Scientists said Wednesday evolutionary thinking had been turned on its head with the discovery in Kenya of a second genus of early human that walked the earth 3.6 million years ago.
Until now scientists believed that present-day homo sapiens had a single common ancestor Australopithecus afarensis, identified in 1974 with the discovery of the skeleton "Lucy" in Ethiopia.
But a team of paleontologists led by mother and daughter Meave and Louise Leakey, say the hominid they found, dubbed Kenyanthropus platyops, is totally different from Australopithecus.
"It revolutionizes the way we look at human ancestry," Louise Leakey said. "We have found a very flat-faced 3.6 million-year-old hominid which represents something quite different to what we know to have existed at that time."
The team found fossils of more than 30 individuals in 1998 and 1999. The most crucial was a skull found by research assistant Justus Erus near the Lomekwi River in northern Kenya.
After two years of exhaustive testing on the skull, Leakey said they had accumulated enough evidence to declare not only the discovery of a new species but a new genus as well.
Kenyanthropus had a much flatter face than Lucy as well as particularly small molar teeth, leading scientists to believe it fed on a mixture of fruit, berries, grubs and small mammals and birds. Leakey said one of the most striking things about the skull is how human its face looks.
Andrew Hill, a Yale anthropologist, said the skull has the unusual combination of a large, flat face and small teeth, compared with the generally big teeth and a different facial structure for Lucy. Hill said differences in teeth and jaw structure suggest different diets led to evolutionary changes.
"You have to look for dietary reasons they're separated like this, as perhaps an environmental adaptation to different regions at about the same time," Hill said.
Although Leakey believes the skull represents a genus a grouping that includes related species that is separate from Lucy's Australopithecus, another researcher said it also could just be a subcategory of Lucy's species or a related but different species within her genus.
"I think that's the most controversial part of this paper, the claim that it's a new genus," said Tim White, an anthropologist at the University of California at Berkeley. "If you think of a family tree with a trunk, we're talking about two trunks, if they're right."
But little else is known of what one of our oldest relatives may have looked like and Leakey says the discovery has raised more questions than it has answered.
"It doesn't simplify the picture at all," she said, "but it does confirm that the evolutionary tree was far more bushy earlier on than we had appreciated."
Fred Spoor, from University College London's (UCL) department of anatomy, said the discovery meant it was now impossible to know ith any certainty who our earliest ancestor was.
"If we don't have to bet on it then it is likely it is neither Kenyanthropus or Australopithecus," he said by telephone from London.
Spoor, who has analyses the fossils, said there was a possibility another new species was found at the site.

### Material provided
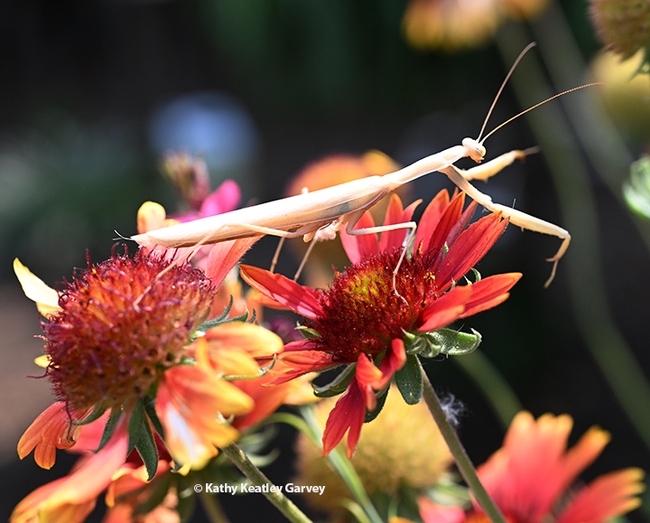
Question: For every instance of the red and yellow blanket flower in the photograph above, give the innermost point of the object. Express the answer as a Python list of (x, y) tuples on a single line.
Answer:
[(116, 341), (530, 478), (371, 314)]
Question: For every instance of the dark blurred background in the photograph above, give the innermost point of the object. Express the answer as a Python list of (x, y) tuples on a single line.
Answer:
[(93, 93)]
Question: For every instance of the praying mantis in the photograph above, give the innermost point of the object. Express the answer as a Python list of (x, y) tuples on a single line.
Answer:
[(319, 215)]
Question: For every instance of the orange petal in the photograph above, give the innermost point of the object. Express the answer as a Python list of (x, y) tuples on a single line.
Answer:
[(46, 298), (71, 498), (50, 431)]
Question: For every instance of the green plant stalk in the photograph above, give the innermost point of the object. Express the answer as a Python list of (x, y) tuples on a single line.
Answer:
[(464, 464), (604, 340), (338, 460), (496, 390), (256, 477)]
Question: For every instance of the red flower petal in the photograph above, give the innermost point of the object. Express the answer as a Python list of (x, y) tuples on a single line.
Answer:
[(606, 497), (302, 300), (396, 214), (348, 413), (430, 219), (490, 292), (360, 246), (223, 257), (453, 219), (469, 248), (446, 309)]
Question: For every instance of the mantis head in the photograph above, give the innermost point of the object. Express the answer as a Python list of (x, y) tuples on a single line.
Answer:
[(475, 150)]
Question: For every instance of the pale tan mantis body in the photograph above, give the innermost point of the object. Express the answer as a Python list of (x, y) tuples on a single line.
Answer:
[(320, 214)]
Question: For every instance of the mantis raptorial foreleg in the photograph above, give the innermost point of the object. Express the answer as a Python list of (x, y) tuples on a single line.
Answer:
[(460, 178)]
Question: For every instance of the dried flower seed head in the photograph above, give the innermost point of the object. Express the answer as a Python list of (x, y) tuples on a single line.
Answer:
[(121, 323), (623, 25)]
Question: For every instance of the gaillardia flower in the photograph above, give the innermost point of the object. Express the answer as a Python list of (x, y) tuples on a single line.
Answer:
[(401, 451), (530, 478), (386, 304), (116, 344)]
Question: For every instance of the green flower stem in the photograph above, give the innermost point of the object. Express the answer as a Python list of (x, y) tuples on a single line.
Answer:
[(256, 477), (212, 508), (494, 387), (464, 464), (595, 321)]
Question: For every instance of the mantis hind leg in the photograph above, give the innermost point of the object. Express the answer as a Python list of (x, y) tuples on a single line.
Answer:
[(519, 218)]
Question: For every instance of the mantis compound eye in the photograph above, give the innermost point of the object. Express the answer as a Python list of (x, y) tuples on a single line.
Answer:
[(476, 151)]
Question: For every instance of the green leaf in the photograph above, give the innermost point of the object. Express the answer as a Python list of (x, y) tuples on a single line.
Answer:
[(409, 380), (97, 412), (186, 504), (135, 425), (109, 428), (307, 332), (419, 344), (381, 400), (150, 409), (146, 447), (337, 385), (455, 343), (637, 189)]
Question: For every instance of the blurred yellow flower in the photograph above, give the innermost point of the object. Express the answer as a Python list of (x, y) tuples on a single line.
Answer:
[(401, 447), (453, 25)]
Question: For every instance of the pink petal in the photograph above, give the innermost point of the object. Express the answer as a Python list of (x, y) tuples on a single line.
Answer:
[(302, 300)]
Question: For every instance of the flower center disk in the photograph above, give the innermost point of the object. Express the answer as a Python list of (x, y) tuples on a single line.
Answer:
[(363, 313), (121, 324)]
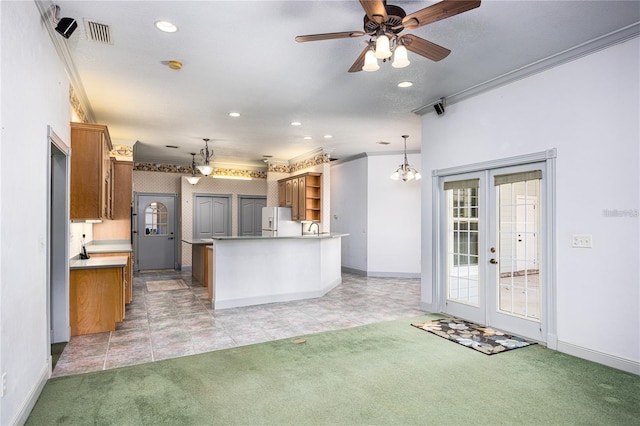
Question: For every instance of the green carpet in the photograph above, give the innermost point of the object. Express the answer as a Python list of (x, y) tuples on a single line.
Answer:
[(388, 373)]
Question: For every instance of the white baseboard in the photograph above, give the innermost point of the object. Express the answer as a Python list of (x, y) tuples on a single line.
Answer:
[(375, 274), (624, 364), (23, 413)]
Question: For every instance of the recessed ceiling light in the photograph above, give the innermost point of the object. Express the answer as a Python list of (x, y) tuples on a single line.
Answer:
[(166, 26)]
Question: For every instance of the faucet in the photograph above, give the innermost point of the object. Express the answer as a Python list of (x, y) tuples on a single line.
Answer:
[(317, 227)]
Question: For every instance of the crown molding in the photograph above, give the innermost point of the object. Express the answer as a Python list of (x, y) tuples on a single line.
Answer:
[(576, 52), (46, 7)]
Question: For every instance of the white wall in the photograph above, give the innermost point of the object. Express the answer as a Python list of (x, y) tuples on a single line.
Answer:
[(381, 216), (394, 218), (35, 93), (588, 109)]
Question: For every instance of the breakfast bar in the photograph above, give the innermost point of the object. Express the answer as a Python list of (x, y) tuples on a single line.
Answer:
[(247, 271)]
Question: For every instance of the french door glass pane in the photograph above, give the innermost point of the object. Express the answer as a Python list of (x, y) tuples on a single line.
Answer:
[(462, 245), (519, 248), (156, 219)]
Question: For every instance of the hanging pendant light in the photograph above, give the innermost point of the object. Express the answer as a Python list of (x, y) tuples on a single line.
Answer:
[(206, 169), (193, 179), (405, 171)]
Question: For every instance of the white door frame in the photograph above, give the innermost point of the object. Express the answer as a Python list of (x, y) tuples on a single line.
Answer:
[(548, 157)]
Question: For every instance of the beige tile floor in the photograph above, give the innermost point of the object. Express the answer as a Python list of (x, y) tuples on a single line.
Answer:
[(175, 323)]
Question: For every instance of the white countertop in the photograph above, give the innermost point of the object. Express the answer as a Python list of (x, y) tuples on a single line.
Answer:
[(109, 246), (200, 241), (98, 262)]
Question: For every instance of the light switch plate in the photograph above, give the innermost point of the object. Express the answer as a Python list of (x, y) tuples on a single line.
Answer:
[(581, 241)]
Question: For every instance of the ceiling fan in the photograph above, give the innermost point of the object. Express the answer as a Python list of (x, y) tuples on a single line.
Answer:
[(384, 23)]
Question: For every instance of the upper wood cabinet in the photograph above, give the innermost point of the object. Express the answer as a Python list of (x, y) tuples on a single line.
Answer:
[(91, 191), (303, 193), (121, 188)]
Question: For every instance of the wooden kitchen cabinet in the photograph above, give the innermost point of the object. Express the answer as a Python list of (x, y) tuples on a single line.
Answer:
[(312, 208), (90, 197), (295, 199), (282, 200), (128, 273), (303, 193), (121, 188), (95, 300)]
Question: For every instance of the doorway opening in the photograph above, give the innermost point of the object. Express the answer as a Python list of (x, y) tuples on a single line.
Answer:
[(58, 232), (155, 223)]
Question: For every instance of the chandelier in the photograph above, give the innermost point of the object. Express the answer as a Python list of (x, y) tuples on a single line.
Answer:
[(405, 171), (206, 169), (193, 179), (383, 48)]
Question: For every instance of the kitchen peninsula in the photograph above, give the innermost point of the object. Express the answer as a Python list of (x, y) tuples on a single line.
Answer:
[(246, 271)]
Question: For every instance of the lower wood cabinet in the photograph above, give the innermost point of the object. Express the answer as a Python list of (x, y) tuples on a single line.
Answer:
[(200, 264), (128, 273), (96, 299)]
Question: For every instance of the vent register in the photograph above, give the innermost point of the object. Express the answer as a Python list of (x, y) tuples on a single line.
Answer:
[(98, 32)]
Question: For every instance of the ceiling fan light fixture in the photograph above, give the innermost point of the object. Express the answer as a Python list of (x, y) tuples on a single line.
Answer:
[(383, 48), (370, 62), (205, 170), (400, 58)]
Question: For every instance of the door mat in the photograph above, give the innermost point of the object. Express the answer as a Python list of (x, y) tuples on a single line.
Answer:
[(165, 285), (482, 339)]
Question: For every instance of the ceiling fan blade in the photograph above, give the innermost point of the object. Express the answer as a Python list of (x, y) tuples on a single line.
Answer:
[(359, 63), (375, 10), (438, 11), (425, 48), (329, 36)]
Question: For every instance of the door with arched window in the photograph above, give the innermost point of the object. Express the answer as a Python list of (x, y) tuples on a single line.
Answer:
[(155, 232)]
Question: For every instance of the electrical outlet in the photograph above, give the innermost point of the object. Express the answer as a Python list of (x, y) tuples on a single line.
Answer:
[(581, 241)]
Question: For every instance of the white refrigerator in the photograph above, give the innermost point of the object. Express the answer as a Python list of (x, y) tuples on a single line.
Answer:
[(276, 222)]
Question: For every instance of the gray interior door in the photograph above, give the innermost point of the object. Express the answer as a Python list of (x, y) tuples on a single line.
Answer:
[(156, 221), (250, 215), (211, 216)]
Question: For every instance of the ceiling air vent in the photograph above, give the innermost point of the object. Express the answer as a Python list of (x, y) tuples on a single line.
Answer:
[(98, 32)]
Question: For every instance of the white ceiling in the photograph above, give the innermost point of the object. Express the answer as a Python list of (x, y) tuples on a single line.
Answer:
[(241, 56)]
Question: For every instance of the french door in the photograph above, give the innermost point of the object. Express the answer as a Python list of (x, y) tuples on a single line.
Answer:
[(491, 224)]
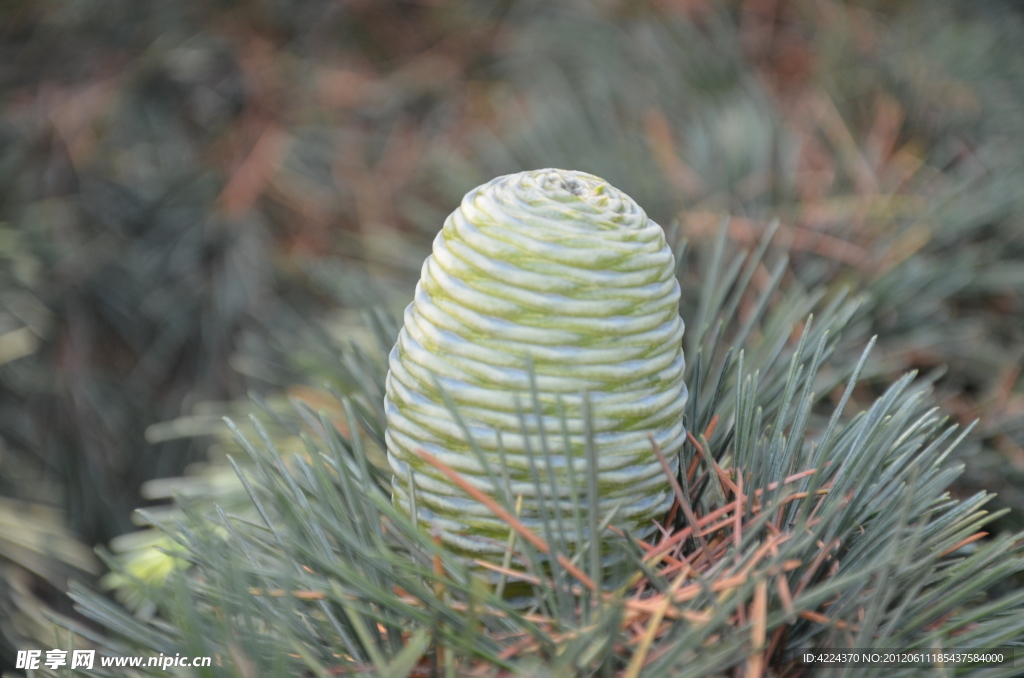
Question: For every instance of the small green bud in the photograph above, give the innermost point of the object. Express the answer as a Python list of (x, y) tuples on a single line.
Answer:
[(560, 269)]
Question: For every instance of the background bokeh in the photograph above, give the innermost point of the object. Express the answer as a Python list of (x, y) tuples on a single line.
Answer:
[(199, 199)]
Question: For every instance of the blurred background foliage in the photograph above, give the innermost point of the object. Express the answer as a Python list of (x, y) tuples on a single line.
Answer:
[(198, 200)]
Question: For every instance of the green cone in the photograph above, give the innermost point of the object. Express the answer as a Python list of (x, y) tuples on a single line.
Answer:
[(561, 269)]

### Task 1
Answer these questions from the article on the Kenyanthropus discovery:
(a) Near which river was the most crucial skull found?
(b) At which university is Andrew Hill an anthropologist?
(c) In what year was Australopithecus afarensis identified?
### Task 2
Name every person mentioned in the article on the Kenyanthropus discovery.
### Task 3
Using the article on the Kenyanthropus discovery, decide whether each statement is true, and quote the words that settle it.
(a) The team found fossils of more than 30 individuals.
(b) Kenyanthropus had large molar teeth.
(c) Tim White is an anthropologist at Yale.

### Exercise result 1
(a) The Lomekwi River, in northern Kenya.
(b) Yale.
(c) 1974.

### Exercise result 2
Meave Leakey, Louise Leakey, Justus Erus, Andrew Hill, Tim White, Fred Spoor

### Exercise result 3
(a) Yes: "The team found fossils of more than 30 individuals in 1998 and 1999."
(b) No: "particularly small molar teeth"
(c) No: "an anthropologist at the University of California at Berkeley"